Salin Artikel

5 Tradisi Unik Suku Bugis, dari Mappalette Bola hingga Sigajang Laleng Lipa

KOMPAS.com - Suku Bugis adalah salah satu kelompok masyarakat yang tinggal di Pulau Sulawesi yang masuk dalam kategori Deutero Melayu.

Dilansir dari laman wajokab.go.id, nama "Bugis" berasal dari kata To Ugi, yang berarti orang Bugis.

Saat ini orang Suku Bugis tersebar dalam beberapa Kabupaten yaitu Luwu, Bone, Wajo, Soppeng, Sidrap, Pinrang, Sinjai, Barru.

Daerah peralihan antara Bugis dengan Makassar adalah Bulukumba, Sinjai, Maros, Pangkajene Kepulauan, sementara daerah peralihan Bugis dengan Mandar adalah Kabupaten Polmas dan Pinrang.

Pada daerah-daerah tersebut, masyarakat Suku Bugis masih menjaga adat dan budaya termasuk tradisinya.

Berikut adalah beberapa tradisi yang masih melekat dalam kehidupan masyarakat Suku Bugis.

Mappalette Bola dikenal juga sebagai tradisi pindah rumah, yaitu prosesi pemindahan rumah adat Suku Bugis.

Tradisi Mappalette Bola dilakukan dengan mengangkat bangunan rumah yang dilakukan oleh puluhan hingga ratusan warga.

Kegiatan ini akan dipimpin oleh tetua adat yang akan memimpin doa, membaca mantra, serta memberikan aba-aba dalam proses pemindahan rumah.

Tradisi ini memiliki makna gotong royong di mana para lelaki akan bekerja sama mengangkat bangunan rumah, dan para wanita akan bersama-sama menyiapkan berbagai makanan untuk prosesi ini.

Mappadendang dikenal juga sebagai pesta tani adalah sebuah tradisi Bugis dalam mengucap syukur kepada Tuhan atas keberhasilan dalam memanen padi.

Tradisi Mappadendang identik dengan tradisi menumbuk gabah di dalam lesung yang memiliki nilai magis.

Hal ini dilakukan sebagai cara pensucian gabah yang masih terikat dengan batangnya dan terhubung dengan tanah menjadi ase (beras) yang nantinya akan menyatu dengan manusia.

Acara Mappadendang ini biasanya dilakukan di lapangan terbuka dan dimulai setelah maghrib atau malam hari.

Mappadendang tak hanya sebagai wujud rasa syukur, namun juga sebagai cara memupuk rasa persaudaraan.

Data identifikasi posisi:
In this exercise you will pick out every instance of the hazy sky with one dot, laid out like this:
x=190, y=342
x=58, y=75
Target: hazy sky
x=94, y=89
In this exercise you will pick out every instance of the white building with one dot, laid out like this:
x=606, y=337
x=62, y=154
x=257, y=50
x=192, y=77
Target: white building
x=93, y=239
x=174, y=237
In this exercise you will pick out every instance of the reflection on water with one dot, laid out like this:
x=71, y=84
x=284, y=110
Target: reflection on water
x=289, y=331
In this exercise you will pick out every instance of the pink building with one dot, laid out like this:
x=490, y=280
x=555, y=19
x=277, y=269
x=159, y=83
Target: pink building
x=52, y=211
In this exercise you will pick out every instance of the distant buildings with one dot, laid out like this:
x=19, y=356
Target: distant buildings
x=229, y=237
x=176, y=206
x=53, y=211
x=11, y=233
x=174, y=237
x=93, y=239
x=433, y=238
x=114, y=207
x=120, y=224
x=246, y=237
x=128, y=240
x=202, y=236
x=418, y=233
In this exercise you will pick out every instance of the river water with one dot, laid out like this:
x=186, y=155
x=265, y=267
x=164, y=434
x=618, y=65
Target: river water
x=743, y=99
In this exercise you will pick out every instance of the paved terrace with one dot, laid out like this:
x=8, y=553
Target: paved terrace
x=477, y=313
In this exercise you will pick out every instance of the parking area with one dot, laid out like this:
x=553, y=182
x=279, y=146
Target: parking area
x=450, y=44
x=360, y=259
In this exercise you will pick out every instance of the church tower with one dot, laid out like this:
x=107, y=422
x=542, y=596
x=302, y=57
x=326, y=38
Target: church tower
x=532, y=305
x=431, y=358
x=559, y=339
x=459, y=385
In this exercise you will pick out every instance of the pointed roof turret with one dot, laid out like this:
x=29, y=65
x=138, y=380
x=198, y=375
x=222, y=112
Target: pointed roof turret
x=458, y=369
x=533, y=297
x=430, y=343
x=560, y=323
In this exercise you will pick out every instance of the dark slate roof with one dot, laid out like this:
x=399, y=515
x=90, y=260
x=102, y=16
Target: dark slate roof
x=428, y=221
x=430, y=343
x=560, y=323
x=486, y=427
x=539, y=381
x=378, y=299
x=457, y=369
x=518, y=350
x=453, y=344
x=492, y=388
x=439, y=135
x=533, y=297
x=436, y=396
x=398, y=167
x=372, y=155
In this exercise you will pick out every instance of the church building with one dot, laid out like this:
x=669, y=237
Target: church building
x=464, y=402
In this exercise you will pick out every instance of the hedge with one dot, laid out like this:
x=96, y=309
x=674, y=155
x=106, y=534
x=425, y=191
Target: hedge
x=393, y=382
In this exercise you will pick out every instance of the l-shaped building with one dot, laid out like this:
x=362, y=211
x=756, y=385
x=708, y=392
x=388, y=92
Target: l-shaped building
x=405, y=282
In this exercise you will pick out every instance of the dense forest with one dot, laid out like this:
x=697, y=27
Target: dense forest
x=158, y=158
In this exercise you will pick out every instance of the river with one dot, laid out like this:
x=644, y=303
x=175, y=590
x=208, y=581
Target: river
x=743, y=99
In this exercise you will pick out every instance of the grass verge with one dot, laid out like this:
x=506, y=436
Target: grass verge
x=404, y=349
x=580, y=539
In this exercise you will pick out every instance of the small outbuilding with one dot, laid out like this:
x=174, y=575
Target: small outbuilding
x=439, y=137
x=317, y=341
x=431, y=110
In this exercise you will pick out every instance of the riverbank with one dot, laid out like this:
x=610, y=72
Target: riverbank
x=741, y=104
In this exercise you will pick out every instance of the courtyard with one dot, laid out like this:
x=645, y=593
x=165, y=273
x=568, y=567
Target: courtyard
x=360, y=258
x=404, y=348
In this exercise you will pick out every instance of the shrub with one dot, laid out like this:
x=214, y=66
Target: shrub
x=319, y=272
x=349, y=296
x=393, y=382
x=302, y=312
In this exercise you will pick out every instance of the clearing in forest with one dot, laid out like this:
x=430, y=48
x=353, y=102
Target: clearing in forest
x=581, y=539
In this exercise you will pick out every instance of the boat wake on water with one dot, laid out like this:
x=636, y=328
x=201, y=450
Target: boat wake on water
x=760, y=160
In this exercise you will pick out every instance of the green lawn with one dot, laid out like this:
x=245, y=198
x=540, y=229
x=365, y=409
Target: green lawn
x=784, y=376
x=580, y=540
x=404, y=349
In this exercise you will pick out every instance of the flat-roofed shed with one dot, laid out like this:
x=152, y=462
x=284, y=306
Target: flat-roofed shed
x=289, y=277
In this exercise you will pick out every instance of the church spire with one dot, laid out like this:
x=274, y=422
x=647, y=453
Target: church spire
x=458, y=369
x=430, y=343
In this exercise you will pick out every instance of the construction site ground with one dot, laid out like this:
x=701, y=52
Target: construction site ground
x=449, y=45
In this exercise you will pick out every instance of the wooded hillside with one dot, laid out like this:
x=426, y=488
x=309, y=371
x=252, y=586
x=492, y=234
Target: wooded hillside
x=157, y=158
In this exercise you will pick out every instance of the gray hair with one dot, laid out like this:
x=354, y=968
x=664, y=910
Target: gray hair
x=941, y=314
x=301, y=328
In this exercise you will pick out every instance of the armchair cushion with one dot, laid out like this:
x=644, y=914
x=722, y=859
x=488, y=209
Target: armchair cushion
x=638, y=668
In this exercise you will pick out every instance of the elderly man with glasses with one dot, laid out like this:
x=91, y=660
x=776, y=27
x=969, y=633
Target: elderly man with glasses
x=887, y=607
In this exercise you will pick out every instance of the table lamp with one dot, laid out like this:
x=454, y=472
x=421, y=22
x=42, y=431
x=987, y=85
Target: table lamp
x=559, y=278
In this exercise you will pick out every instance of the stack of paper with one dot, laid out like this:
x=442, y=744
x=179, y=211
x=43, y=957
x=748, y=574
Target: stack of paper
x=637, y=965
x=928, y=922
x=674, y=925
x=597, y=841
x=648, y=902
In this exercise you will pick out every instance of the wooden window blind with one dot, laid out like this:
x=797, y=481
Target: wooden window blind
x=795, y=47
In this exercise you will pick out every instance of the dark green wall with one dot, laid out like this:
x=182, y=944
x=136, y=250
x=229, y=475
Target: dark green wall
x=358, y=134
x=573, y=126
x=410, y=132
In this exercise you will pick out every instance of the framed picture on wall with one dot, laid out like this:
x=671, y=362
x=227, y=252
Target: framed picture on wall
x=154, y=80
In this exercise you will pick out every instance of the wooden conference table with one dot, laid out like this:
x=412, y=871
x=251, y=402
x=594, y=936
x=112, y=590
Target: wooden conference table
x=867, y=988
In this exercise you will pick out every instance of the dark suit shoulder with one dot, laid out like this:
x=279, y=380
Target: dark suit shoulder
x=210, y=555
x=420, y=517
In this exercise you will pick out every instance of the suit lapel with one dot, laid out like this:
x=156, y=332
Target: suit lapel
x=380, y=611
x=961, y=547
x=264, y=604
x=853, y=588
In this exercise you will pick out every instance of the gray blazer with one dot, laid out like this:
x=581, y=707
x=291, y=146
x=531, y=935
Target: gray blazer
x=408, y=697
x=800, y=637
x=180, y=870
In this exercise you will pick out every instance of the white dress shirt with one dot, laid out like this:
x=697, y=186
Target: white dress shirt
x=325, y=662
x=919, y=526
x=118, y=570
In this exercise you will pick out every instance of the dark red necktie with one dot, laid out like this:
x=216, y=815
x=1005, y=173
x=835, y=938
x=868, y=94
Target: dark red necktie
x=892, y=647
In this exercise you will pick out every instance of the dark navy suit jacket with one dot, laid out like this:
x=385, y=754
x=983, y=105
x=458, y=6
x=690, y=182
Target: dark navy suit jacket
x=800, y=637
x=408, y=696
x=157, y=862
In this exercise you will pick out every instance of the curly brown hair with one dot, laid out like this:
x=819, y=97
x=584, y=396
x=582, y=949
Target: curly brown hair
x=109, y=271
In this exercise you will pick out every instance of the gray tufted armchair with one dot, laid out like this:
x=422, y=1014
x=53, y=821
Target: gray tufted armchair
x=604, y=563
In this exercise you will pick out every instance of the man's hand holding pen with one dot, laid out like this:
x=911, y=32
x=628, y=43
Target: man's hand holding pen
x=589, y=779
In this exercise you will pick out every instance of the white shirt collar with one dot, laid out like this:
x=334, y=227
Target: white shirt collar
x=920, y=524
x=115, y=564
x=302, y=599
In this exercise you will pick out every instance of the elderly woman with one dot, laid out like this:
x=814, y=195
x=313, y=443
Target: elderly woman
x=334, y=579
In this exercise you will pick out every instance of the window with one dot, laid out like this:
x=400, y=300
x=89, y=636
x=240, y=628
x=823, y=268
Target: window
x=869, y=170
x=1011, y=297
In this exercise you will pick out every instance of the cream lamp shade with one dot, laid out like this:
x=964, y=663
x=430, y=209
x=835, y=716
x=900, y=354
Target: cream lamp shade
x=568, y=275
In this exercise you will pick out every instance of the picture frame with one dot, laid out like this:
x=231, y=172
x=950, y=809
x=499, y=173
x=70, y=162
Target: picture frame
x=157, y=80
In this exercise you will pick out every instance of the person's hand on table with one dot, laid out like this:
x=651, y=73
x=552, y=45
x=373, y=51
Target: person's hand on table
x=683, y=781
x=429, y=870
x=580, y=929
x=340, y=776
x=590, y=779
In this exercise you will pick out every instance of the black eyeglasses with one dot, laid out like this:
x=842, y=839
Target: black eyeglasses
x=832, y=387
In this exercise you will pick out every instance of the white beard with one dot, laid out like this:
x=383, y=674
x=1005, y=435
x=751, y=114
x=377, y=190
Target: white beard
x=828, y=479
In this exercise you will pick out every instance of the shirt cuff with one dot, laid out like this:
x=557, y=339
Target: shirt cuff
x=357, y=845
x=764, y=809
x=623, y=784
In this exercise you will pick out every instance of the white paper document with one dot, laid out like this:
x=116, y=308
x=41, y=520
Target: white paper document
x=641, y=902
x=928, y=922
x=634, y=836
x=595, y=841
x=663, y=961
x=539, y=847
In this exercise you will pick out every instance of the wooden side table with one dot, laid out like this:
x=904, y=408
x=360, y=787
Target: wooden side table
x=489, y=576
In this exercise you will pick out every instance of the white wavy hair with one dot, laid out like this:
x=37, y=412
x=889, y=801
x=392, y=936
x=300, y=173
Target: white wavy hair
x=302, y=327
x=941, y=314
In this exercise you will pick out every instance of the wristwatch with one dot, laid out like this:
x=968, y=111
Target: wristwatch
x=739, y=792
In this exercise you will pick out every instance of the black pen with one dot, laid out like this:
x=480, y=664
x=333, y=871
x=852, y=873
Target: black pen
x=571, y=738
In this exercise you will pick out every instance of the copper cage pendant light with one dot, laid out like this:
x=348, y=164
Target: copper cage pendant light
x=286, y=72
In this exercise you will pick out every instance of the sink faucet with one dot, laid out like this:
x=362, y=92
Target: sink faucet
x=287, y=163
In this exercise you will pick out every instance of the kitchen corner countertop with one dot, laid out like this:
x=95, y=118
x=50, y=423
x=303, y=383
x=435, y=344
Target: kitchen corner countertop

Tujuan Latihan: Tampilkan kembali tanpa perubahan bagian teks tentang tradisi Suku Bugis di atas, mulai dari "Berikut adalah beberapa" sampai dengan "hingga ratusan warga.".

Hasil Tugas:
Berikut adalah beberapa tradisi yang masih melekat dalam kehidupan masyarakat Suku Bugis.

Mappalette Bola dikenal juga sebagai tradisi pindah rumah, yaitu prosesi pemindahan rumah adat Suku Bugis.

Tradisi Mappalette Bola dilakukan dengan mengangkat bangunan rumah yang dilakukan oleh puluhan hingga ratusan warga.